TEXT BLOCK →
****************************************

12

Coming from Haskell, I was reading about Idris' story regarding laziness (non-strictness). I trolled the recent release notes, and found code akin to the following

myIf : (b : Bool) -> (t : Lazy a) -> (e : Lazy a) -> a
myIf True t e = t
myIf False t e = e

I wrote a simple factorial function to test it

myFact : Int -> Int
myFact n = myIf (n == 1) 1 (n * myFact (n-1))

I ran it and it worked!

> myFact 5
120 : Int

I decided to break it by changing the type signature of myIf to

myIf : (b : Bool) -> a -> a -> a

I reloaded the idris repl, and ran myFact 5 again expecting an infinite recursion. To my surprise, it still worked the same way!

Can idris figure out when it should avoid strictness? Why didn't this recurse forever?

I'm using Idris 0.9.15 and none of the release notes between now and the linked notes, mention any changes.

mjgpy3
  • 8,597
  • 5
  • 30
  • 51
  • My REPL does the same thing. However, I appear to get an infinite loop if I call `myFact` with `:x` in the REPL, or compile to an executable. – C. Quilley Oct 02 '15 at 15:06
  • Possible duplicate of [Idris eager evaluation](http://stackoverflow.com/questions/23149532/idris-eager-evaluation) – Cactus Oct 06 '15 at 07:49

1 Answers1

19

The explanation is here: http://docs.idris-lang.org/en/latest/faq/faq.html#evaluation-at-the-repl-doesn-t-behave-as-i-expect-what-s-going-on

Compile time and run time evaluation semantics are different (necessarily so, since at compile time the type checker needs to evaluate expressions in the presence of unknown values), and the REPL is using the compile time notion, both for convenience and because it's useful to see how expressions reduce in the type checker.

However, there's a bit more going on here. Idris has spotted that myIf is a very small function and has decided to inline it. So when compiled myFact actually has a definition that looks a bit like:

myFact x = case x == 1 of
                True => 1
                False => x * myFact (x - 1)

****************************************

MATERIAL PROVIDED →
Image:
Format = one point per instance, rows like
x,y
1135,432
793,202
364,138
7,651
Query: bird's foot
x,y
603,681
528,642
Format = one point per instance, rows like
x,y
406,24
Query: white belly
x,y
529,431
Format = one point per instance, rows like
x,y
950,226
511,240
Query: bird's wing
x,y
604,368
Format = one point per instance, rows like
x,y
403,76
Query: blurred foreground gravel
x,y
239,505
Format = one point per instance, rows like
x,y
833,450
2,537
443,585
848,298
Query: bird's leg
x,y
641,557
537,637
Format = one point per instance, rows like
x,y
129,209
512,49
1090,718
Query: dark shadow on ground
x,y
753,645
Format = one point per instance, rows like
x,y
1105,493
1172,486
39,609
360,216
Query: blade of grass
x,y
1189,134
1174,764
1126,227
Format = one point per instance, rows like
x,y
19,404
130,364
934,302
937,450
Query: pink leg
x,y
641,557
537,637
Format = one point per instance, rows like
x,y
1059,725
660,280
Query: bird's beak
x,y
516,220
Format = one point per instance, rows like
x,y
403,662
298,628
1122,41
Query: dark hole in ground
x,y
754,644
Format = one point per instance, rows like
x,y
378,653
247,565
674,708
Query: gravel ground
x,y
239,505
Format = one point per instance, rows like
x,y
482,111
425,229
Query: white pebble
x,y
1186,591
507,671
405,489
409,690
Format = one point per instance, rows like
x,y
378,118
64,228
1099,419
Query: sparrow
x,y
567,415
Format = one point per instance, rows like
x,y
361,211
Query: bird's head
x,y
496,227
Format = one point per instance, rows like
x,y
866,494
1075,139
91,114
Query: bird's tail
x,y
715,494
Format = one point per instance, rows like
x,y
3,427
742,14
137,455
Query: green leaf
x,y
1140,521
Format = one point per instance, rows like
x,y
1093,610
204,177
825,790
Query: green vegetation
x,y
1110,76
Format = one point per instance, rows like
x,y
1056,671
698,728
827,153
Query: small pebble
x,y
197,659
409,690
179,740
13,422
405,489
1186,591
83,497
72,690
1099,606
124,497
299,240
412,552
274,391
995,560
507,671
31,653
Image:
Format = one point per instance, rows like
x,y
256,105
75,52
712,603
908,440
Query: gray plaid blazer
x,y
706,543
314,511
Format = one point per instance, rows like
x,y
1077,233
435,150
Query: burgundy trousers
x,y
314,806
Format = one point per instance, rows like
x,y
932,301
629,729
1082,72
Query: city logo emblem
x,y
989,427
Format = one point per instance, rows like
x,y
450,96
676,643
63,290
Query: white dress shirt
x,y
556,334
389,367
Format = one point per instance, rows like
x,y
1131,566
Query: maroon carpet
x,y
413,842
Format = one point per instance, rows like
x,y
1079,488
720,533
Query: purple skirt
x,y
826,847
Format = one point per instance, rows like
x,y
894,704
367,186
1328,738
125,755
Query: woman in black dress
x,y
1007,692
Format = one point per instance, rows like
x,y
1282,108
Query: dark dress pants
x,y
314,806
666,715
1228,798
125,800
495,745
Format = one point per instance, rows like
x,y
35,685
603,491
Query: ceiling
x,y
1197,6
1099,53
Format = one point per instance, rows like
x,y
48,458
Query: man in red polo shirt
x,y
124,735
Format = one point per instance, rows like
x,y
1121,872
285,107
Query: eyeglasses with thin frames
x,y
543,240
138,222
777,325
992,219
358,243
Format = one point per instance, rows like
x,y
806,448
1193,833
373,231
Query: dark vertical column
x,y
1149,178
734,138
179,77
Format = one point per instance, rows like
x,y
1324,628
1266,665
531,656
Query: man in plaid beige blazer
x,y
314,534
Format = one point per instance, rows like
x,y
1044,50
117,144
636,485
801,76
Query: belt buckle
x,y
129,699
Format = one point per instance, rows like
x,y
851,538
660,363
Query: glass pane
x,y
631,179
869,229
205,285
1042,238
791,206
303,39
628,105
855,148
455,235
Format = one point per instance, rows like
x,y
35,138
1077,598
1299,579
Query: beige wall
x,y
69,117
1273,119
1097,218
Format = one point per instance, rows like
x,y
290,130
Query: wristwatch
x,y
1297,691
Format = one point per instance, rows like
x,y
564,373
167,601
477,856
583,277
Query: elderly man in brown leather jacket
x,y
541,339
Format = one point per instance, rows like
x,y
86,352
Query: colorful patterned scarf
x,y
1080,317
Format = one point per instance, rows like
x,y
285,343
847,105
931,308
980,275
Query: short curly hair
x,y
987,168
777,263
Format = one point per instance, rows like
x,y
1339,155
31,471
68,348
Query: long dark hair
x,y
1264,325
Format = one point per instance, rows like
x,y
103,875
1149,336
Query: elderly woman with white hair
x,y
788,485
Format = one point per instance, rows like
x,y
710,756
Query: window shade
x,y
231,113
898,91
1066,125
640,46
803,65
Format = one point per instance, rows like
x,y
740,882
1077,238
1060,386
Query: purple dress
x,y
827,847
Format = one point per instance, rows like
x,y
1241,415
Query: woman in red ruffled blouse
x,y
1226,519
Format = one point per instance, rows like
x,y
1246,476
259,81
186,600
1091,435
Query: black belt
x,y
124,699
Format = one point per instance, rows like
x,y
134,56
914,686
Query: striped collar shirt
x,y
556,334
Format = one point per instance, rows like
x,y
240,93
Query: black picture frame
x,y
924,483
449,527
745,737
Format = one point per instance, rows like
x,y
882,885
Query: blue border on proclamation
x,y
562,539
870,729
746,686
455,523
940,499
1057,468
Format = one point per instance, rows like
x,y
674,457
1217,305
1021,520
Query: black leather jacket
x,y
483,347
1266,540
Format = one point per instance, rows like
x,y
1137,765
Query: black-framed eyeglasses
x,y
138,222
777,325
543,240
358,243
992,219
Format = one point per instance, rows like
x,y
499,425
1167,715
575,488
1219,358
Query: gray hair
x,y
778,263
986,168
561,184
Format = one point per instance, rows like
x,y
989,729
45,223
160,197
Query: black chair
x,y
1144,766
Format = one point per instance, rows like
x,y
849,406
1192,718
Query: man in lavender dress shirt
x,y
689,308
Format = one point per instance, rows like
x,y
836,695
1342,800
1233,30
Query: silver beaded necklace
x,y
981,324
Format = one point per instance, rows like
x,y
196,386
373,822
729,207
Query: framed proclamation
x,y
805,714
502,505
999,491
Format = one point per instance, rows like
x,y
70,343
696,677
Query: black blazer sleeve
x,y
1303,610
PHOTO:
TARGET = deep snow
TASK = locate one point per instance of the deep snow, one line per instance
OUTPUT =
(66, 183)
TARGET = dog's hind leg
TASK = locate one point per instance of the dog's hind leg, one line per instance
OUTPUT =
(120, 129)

****************************************

EXERCISES TO COMPLETE →
A) In the text on Idris laziness, which version of Idris does the asker say they are using?
B) State how many lines in the entries contain the word "woman". Reply with the number alone.

FINAL ANSWERS →
A) Idris 0.9.15

B) 3